Records from a data source:
◇ ◇ ◇ ◇

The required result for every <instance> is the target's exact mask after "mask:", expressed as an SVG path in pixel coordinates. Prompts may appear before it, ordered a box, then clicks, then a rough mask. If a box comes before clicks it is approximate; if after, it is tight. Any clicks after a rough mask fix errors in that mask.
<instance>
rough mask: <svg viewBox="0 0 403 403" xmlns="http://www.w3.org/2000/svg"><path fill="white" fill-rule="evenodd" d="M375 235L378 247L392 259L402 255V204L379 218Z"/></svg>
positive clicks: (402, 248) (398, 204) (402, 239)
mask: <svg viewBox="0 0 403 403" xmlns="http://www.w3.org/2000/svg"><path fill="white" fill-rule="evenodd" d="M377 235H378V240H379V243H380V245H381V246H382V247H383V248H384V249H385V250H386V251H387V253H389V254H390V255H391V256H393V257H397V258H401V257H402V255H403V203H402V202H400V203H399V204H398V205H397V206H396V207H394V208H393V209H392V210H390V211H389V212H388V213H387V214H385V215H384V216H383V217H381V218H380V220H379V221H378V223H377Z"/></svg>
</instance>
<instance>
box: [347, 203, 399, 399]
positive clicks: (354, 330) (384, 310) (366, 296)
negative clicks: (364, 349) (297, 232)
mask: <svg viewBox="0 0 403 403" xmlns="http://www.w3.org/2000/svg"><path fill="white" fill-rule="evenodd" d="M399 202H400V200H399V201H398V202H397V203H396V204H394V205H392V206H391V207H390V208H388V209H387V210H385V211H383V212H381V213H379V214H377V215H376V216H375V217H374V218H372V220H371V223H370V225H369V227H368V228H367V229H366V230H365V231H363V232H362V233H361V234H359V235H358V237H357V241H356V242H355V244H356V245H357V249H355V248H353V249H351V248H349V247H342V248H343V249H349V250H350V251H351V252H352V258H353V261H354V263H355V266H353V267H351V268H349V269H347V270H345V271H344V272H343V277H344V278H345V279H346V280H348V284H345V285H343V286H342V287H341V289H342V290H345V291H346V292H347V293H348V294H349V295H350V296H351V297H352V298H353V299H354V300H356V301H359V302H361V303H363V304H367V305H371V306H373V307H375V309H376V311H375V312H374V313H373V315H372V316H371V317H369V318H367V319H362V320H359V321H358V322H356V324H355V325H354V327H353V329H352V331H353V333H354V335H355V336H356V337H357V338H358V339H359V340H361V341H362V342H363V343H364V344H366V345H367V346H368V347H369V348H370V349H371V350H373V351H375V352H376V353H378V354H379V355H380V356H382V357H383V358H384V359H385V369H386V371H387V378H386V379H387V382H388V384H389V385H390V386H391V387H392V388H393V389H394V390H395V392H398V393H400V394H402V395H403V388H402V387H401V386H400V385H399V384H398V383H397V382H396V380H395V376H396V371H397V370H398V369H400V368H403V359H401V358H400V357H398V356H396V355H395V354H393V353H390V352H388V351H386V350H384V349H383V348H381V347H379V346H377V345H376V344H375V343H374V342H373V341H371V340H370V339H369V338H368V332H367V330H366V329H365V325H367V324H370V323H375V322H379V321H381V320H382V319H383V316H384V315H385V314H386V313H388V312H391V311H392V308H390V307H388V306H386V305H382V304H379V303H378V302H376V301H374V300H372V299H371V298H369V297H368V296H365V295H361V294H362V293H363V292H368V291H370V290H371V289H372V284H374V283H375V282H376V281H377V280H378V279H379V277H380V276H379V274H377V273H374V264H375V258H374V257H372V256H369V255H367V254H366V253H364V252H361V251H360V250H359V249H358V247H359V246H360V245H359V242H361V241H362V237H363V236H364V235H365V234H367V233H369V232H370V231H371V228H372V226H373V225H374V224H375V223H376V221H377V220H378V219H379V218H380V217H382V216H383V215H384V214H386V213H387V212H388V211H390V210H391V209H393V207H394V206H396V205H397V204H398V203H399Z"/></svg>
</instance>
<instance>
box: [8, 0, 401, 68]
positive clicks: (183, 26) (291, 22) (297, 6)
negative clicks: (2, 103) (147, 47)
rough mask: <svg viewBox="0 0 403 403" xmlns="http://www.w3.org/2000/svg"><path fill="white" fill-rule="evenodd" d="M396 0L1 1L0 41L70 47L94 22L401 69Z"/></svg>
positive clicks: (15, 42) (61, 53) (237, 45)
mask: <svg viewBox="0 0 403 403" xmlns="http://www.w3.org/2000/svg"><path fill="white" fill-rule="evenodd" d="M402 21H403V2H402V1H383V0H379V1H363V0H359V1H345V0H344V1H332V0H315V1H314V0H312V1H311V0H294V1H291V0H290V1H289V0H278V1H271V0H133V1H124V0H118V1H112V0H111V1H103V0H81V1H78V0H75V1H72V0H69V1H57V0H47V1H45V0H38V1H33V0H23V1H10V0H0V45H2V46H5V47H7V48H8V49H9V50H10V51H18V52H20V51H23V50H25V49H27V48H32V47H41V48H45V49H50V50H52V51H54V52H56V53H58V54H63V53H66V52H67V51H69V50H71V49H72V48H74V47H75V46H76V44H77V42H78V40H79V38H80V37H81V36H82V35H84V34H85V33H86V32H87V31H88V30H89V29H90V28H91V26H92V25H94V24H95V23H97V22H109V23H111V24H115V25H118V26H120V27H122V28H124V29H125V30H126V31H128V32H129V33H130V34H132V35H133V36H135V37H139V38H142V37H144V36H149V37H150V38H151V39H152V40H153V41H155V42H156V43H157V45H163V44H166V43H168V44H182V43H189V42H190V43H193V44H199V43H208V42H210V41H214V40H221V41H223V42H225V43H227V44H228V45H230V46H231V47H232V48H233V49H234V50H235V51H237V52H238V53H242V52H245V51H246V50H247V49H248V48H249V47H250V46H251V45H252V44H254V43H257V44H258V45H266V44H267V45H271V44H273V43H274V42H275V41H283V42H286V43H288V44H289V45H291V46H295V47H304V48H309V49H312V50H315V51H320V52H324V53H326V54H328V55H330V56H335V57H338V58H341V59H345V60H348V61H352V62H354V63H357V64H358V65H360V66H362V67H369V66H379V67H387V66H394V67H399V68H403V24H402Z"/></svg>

◇ ◇ ◇ ◇

*DIRECTIONS FOR THIS TASK:* The answer must be every line of the records above that holds the word "rough".

*TASK ANSWER:*
The required result for every <instance> is the target's exact mask after "mask:", expressed as an SVG path in pixel coordinates. Prompts may appear before it, ordered a box, then clicks, then a rough mask. If a box comes before clicks it is approximate; if after, it is tight. Any clicks after a rough mask fix errors in that mask.
rough mask: <svg viewBox="0 0 403 403" xmlns="http://www.w3.org/2000/svg"><path fill="white" fill-rule="evenodd" d="M375 235L378 247L392 259L402 255V204L379 218Z"/></svg>
rough mask: <svg viewBox="0 0 403 403" xmlns="http://www.w3.org/2000/svg"><path fill="white" fill-rule="evenodd" d="M396 0L1 1L0 41L70 47L94 22L401 69Z"/></svg>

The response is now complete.